| TASK DESCRIPTION |
Reproduce the items word for word, beginning at the line containing "spot orange juice | bbox" and ending with the line containing "(0, 157), (288, 216)", with both of those lines included.
** begin RAW DATA **
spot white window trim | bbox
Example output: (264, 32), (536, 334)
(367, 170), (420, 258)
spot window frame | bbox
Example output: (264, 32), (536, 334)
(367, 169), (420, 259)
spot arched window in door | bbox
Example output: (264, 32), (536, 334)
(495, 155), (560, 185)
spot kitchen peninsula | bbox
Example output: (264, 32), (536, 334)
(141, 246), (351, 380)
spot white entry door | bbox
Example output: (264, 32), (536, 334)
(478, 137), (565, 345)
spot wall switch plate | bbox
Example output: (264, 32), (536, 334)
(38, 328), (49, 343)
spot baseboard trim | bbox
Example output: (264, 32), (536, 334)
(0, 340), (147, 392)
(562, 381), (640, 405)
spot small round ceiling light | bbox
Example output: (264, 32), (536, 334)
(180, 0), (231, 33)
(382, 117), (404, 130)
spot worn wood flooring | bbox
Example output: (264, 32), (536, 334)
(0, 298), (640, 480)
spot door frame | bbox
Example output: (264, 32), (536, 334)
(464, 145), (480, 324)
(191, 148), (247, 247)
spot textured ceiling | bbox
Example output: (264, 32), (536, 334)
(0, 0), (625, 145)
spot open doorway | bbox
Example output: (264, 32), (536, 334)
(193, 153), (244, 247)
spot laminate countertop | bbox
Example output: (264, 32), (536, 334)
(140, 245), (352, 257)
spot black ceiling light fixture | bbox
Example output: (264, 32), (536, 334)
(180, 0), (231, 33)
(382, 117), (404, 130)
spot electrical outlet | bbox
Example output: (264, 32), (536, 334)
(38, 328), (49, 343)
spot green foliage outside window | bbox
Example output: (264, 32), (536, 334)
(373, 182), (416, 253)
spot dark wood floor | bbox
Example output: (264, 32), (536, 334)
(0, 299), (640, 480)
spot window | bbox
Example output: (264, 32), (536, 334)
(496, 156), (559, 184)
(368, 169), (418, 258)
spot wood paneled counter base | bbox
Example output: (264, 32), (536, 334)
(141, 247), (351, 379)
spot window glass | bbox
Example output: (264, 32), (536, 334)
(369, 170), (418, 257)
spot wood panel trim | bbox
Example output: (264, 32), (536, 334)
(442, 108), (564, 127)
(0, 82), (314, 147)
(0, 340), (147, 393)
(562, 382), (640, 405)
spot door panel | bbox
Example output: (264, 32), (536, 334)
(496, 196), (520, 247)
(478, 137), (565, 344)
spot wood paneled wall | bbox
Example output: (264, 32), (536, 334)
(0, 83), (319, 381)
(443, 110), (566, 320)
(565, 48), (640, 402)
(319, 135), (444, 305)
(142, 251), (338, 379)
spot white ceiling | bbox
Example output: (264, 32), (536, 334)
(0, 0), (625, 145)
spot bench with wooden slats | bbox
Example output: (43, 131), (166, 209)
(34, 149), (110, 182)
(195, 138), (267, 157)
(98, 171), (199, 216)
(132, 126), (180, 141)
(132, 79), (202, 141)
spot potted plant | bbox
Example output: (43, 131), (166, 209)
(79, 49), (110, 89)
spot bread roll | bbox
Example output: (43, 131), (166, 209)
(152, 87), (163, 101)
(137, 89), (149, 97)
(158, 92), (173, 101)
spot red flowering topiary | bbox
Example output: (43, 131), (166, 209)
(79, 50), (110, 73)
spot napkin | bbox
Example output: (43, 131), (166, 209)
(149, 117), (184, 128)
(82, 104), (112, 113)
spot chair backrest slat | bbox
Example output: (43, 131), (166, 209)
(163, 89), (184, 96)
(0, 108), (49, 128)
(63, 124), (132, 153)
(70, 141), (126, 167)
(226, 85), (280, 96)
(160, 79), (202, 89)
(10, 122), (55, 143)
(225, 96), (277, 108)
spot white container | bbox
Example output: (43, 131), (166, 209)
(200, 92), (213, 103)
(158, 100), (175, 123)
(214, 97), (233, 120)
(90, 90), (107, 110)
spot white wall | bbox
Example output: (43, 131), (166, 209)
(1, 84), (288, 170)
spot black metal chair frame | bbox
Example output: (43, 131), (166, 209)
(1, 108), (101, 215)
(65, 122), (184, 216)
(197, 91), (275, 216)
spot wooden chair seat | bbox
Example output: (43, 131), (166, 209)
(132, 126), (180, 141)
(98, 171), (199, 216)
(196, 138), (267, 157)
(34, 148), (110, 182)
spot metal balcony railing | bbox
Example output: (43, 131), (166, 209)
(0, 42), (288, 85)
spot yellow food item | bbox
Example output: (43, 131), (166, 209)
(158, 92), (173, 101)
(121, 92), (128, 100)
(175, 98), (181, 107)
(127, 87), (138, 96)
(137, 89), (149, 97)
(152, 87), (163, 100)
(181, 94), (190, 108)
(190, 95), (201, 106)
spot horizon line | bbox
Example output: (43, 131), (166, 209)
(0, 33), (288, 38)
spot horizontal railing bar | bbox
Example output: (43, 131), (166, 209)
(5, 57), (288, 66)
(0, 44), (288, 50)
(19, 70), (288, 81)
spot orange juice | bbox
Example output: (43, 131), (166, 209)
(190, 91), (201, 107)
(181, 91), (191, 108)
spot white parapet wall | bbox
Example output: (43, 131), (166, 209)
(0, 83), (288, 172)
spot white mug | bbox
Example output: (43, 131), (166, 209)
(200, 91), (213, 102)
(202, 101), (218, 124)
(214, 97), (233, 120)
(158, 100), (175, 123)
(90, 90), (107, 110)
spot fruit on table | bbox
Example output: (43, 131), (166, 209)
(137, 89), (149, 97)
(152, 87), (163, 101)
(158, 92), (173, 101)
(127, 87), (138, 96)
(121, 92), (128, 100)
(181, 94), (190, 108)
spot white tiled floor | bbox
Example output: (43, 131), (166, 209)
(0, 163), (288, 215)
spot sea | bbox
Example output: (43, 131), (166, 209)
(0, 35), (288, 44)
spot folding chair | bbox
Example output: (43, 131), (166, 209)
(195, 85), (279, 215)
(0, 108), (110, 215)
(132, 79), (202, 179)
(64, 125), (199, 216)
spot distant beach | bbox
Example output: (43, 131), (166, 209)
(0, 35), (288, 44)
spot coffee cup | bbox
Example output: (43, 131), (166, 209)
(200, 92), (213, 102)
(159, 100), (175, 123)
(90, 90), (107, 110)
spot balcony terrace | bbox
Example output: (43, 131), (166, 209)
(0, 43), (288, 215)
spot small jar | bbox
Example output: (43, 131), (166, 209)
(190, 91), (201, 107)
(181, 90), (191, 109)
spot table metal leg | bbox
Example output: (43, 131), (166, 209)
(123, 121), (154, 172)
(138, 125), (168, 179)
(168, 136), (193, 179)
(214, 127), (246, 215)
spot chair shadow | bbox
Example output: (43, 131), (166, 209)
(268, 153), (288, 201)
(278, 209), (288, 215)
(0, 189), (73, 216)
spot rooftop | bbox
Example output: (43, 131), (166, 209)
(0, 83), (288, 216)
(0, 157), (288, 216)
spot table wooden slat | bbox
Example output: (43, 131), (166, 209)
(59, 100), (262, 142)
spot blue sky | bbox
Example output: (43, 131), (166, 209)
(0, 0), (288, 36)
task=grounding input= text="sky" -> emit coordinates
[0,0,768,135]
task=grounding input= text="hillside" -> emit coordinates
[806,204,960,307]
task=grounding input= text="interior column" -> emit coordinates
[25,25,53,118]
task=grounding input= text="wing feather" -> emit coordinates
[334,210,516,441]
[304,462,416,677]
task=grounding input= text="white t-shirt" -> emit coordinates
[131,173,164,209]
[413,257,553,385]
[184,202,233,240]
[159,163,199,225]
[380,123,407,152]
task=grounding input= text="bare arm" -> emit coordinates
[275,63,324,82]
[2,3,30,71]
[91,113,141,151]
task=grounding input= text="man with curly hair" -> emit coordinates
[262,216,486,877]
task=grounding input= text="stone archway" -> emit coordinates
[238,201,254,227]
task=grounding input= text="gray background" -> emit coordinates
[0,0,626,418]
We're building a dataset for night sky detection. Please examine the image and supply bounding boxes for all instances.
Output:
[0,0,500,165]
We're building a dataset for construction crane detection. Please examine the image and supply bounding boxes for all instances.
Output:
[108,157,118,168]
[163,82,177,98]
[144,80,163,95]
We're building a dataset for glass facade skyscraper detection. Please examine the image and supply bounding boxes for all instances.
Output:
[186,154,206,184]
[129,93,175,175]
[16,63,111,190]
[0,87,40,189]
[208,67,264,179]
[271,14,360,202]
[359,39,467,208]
** end RAW DATA **
| SOLVED EXERCISE |
spot orange juice | bbox
Example output: (43, 131), (166, 209)
(190, 91), (201, 107)
(181, 91), (191, 108)
spot white parapet wall | bbox
Example output: (43, 131), (166, 209)
(0, 83), (288, 172)
spot white mug | bbox
Example output: (43, 131), (166, 209)
(200, 91), (213, 102)
(202, 101), (218, 124)
(214, 97), (233, 120)
(158, 100), (175, 123)
(90, 90), (107, 110)
spot fruit on table | bbox
Example output: (43, 131), (166, 209)
(137, 89), (149, 97)
(152, 87), (163, 101)
(158, 92), (173, 101)
(127, 87), (138, 96)
(121, 92), (128, 100)
(181, 94), (190, 108)
spot white tiled floor | bbox
Example output: (43, 131), (166, 209)
(0, 163), (288, 215)
spot sea | bbox
Example output: (43, 131), (166, 209)
(0, 35), (288, 44)
spot folding chair | bbox
Example output: (43, 131), (166, 209)
(195, 85), (279, 215)
(0, 108), (110, 215)
(132, 79), (202, 179)
(64, 125), (199, 216)
spot distant beach | bbox
Example output: (43, 131), (166, 209)
(0, 35), (288, 44)
spot coffee cup | bbox
Example output: (43, 131), (166, 209)
(200, 92), (213, 102)
(159, 100), (175, 123)
(90, 90), (107, 110)
spot balcony terrace | bbox
Example output: (43, 131), (166, 209)
(0, 43), (288, 215)
spot small jar | bbox
Example output: (43, 131), (166, 209)
(190, 91), (201, 107)
(181, 90), (191, 109)
spot table metal leg | bbox
Example output: (43, 131), (166, 209)
(123, 121), (154, 172)
(138, 125), (168, 179)
(168, 136), (193, 179)
(214, 127), (246, 215)
spot chair shadow | bbox
Example output: (43, 131), (166, 209)
(268, 153), (288, 201)
(278, 209), (288, 215)
(0, 189), (73, 216)
spot rooftop | bbox
Example output: (43, 131), (166, 209)
(0, 83), (288, 216)
(0, 157), (288, 216)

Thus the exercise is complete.